__GIVEN RECORDS__
☆ ☆ ☆ ☆
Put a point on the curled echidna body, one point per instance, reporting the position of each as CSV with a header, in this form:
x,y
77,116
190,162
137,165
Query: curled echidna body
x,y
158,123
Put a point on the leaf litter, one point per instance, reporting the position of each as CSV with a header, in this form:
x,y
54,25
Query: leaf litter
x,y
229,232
☆ ☆ ☆ ☆
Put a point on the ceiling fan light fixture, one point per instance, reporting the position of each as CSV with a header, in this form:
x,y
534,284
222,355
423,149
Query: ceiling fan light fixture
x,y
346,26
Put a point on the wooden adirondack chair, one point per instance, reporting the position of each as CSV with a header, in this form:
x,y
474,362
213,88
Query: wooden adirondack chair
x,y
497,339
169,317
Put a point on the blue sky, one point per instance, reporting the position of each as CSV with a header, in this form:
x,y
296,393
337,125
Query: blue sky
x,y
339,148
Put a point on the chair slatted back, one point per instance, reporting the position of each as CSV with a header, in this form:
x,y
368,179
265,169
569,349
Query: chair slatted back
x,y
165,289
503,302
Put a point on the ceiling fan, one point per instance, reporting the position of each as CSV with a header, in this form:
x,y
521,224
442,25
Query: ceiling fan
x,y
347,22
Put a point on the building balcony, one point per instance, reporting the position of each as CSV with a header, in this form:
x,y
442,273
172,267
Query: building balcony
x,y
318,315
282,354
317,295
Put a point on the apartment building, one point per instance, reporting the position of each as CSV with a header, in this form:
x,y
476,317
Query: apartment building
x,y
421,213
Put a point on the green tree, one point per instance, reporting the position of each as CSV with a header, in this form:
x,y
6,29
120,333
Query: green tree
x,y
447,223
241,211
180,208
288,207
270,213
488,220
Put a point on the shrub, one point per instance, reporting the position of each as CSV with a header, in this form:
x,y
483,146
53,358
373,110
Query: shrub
☆ ☆ ☆ ☆
__GIVEN INSTRUCTION__
Pull out every line in the records above that contains the word "back", and copy each one unchanged.

__SOLUTION TO THIS TASK__
Put a point on the chair slatted back, one point per instance, reporting the position of each as CSV with a header, in this form:
Query: chair slatted back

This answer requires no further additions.